EXCERPTED TEXT:
# 67 Lemans - Wagon Coil Springs



## RexInTheCity (Jul 17, 2015)

I'm replacing the coil springs all around on my 67 Lemans and decided to order the wagon springs to raise the rear end a bit. I've seen a few people mention making the same change on their cars and needing shock extensions so the shocks to don't top-out.

Does anyone know what size extension is needed or do I just have to install them and do some measuring?


----------



## rickm (Feb 8, 2012)

Im not sure if the same applies for a '67, because they changed the design of the springs. but a set of convertible rear coils for a '64-'66 coupe or hardtop will raise the car slightly and give it a more aggressive stance without the need to play around with shock travel. I installed a set on my '65 years ago and im happy with them. I did the same to my '64 in the mid '70s. maybe someone with a '67 could advise you on what you need.


----------



## geeteeohguy (Feb 2, 2008)

Be ready for wheel hop. Cars raised in the rear love to do it.

REQUIRED WORK:
How would the forum thread above about fitting wagon coil springs to a '67 Lemans continue after its last post?

RECORDED DATA:
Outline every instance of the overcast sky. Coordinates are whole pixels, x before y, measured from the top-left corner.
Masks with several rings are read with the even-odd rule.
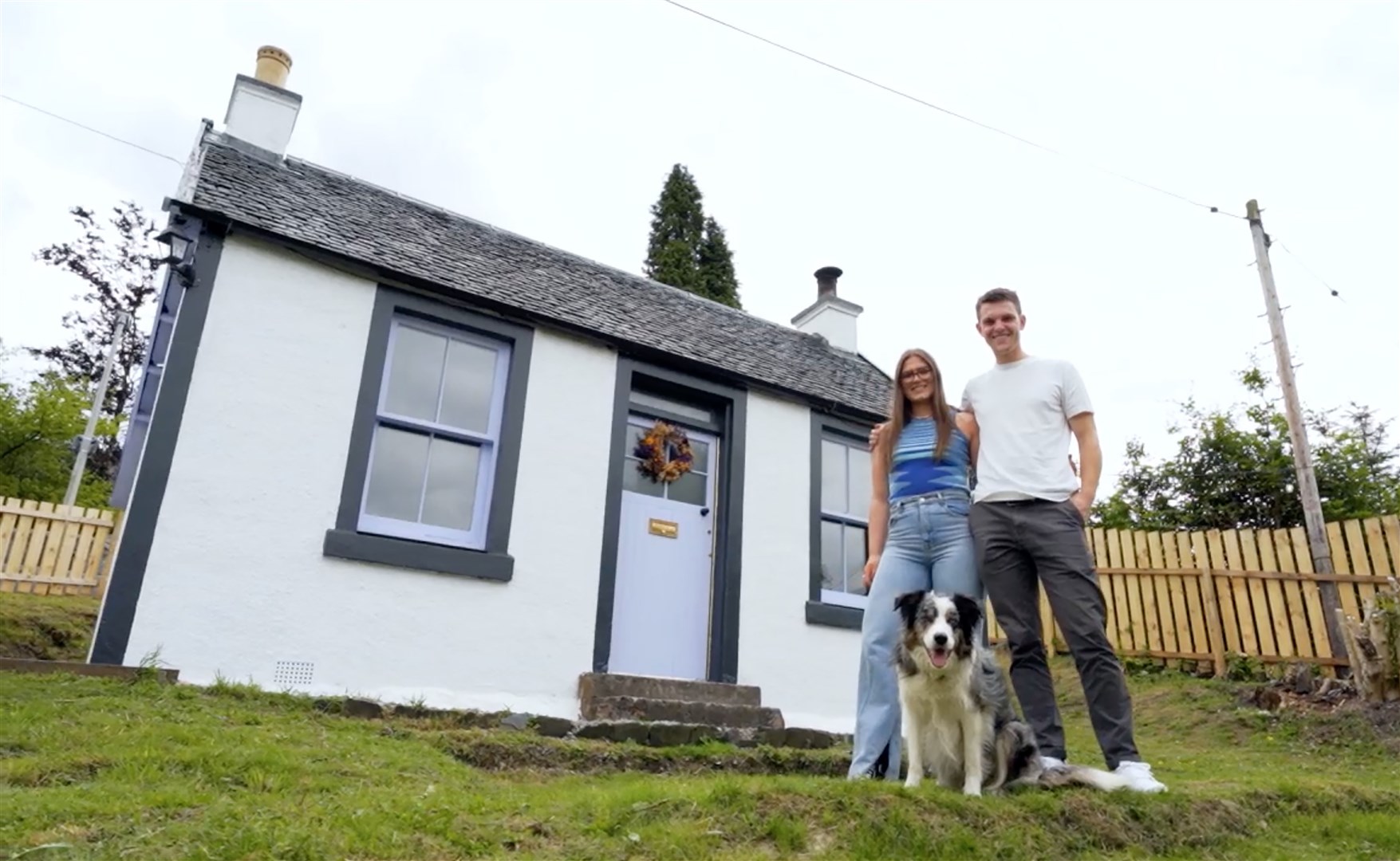
[[[1018,290],[1028,350],[1089,385],[1100,496],[1130,437],[1165,454],[1176,400],[1232,402],[1273,353],[1247,224],[1089,165],[1257,197],[1305,403],[1400,414],[1396,3],[687,6],[1065,155],[662,0],[7,1],[0,92],[183,161],[273,43],[291,154],[631,272],[683,162],[749,312],[787,323],[840,266],[861,350],[931,350],[953,398],[991,361],[974,297]],[[0,134],[0,339],[48,344],[81,286],[32,253],[70,206],[158,211],[179,167],[10,101]]]

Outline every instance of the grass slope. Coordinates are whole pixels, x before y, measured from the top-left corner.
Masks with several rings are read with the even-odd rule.
[[[97,598],[0,592],[0,658],[85,661]]]
[[[1071,756],[1096,762],[1057,673]],[[234,685],[0,673],[0,857],[1400,857],[1400,763],[1366,714],[1133,686],[1170,792],[966,799],[829,777],[840,752],[561,742]]]

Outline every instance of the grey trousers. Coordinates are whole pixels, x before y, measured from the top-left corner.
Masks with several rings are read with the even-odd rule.
[[[1064,725],[1040,638],[1040,585],[1079,671],[1089,721],[1109,769],[1141,760],[1133,701],[1109,643],[1103,592],[1074,503],[977,503],[969,519],[977,567],[1011,645],[1011,683],[1036,743],[1065,759]]]

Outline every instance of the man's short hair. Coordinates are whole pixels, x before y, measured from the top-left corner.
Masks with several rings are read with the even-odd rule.
[[[993,287],[977,300],[977,319],[981,319],[981,307],[993,302],[1011,302],[1016,307],[1016,314],[1021,314],[1021,297],[1016,295],[1015,290]]]

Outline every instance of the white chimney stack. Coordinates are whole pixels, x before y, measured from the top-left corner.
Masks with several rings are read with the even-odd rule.
[[[841,270],[823,266],[816,270],[816,302],[792,318],[798,332],[820,335],[829,344],[847,353],[855,353],[855,318],[865,311],[855,302],[836,295],[836,279]]]
[[[259,48],[253,77],[239,74],[234,80],[224,130],[277,157],[286,155],[301,112],[301,97],[283,88],[290,73],[291,56],[286,50],[272,45]]]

RESPONSE TO THE TASK:
----------



## RexInTheCity (Jul 17, 2015)

geeteeohguy said:


> Be ready for wheel hop. Cars raised in the rear love to do it.


Under what conditions? Normal city driving or hard take offs?


----------



## geeteeohguy (Feb 2, 2008)

Hard take offs. You can fit no-hop bars and eliminate the hop, though. It can get pretty nasty under power or on wet pavement.


----------



## magnumea (Jul 30, 2015)

I put the wagon springs on my 66 years ago, and it raised it too much (for me). I recall it was at least a couple of inches. The convertible springs that rickm suggested may be better. I put Air Lift bags in my stock springs, plumbed separately with the valves behind the license plate so I can stagger the air for wheel hop or add air if I am going to carry around some of my more rotund buddies. The bags last a few or more years and one will crack, so then you buy another set and replace them one at a time.


----------



## RexInTheCity (Jul 17, 2015)

I'll find out tomorrow if it sits too high atriot:. At least it's a relatively cheap experiment.


----------



## RexInTheCity (Jul 17, 2015)

Took 5 hours and a trip to AutoZone and Sonic but I got the rear springs in. I think the longer springs made lining the shocks up a bit harder. Had one stubborn bolt on both sides that didn't want to line up without a bit of effort.

I'd say I'm up 5-6 inches over the original worn out springs.

Not sure how I like it yet, we'll see what it looks like after I get the front springs in tomorrow.


----------



## rickm (Feb 8, 2012)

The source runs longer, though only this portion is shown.